READING TEXT |

The Tribal Nations Conference

Reports Indian Country Today, on November 5: “More than 400 members of federally recognized tribes gathered today at the Department of the Interior at a Tribal Nations Conference hosted by President Barack Obama, Secretary of the Interior Ken Salazar and Cabinet Members.” This was the largest gathering ever of Native leaders. In Salazar’s and Obama’s remarks, there were many profound acknowledgments and expressions of historical understanding and of commitment to change in government behavior and in relations between the government and Tribes.

If you read the Q & A with Obama, you will see that Native leaders believe in him, while they all acknowledge – Obama, too – that all these promises have been made so many times before. So many people do believe in Obama. So far, that is his historical significance and promise. Even in the context of that belief, two concerns were raised. Ben Shelley, Vice President of the Navajo Nation, expressed worry over what will happen when Obama is gone. Advances were made under President Clinton, in consultation, for instance, between federal departments and Tribes, and the guidelines were ignored under the Bush administration. Obviously, changed relations are meaningless, in the end, if they are the product only of the good will of a single administration.

PROBLEMS TO WORK ON |
A. Rewrite the paragraph of the Tribal Nations Conference text that begins "If you read the Q & A" in fewer words, keeping its main facts.
B. Reproduce the part of the Tribal Nations Conference text from "If you read" up to and including "a single administration.".
The lines on this page aren't needed for any of the work.

PROVIDED MATERIAL |
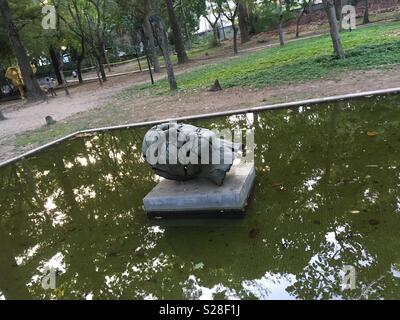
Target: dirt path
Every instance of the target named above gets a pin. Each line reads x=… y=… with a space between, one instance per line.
x=88 y=107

SOLUTIONS TO THE EXERCISE |
A. The Q & A shows that Native leaders believe in Obama, though they and Obama all admit these promises have been made many times before. So far, this widespread belief in him is his historical significance and promise. Ben Shelley, Vice President of the Navajo Nation, worried about what will happen after Obama is gone. Under Clinton, advances were made, such as consultation between federal departments and Tribes, but the Bush administration ignored those guidelines. Changed relations mean nothing in the end if they come only from one administration's good will.

B.
If you read the Q & A with Obama, you will see that Native leaders believe in him, while they all acknowledge – Obama, too – that all these promises have been made so many times before. So many people do believe in Obama. So far, that is his historical significance and promise. Even in the context of that belief, two concerns were raised. Ben Shelley, Vice President of the Navajo Nation, expressed worry over what will happen when Obama is gone. Advances were made under President Clinton, in consultation, for instance, between federal departments and Tribes, and the guidelines were ignored under the Bush administration. Obviously, changed relations are meaningless, in the end, if they are the product only of the good will of a single administration.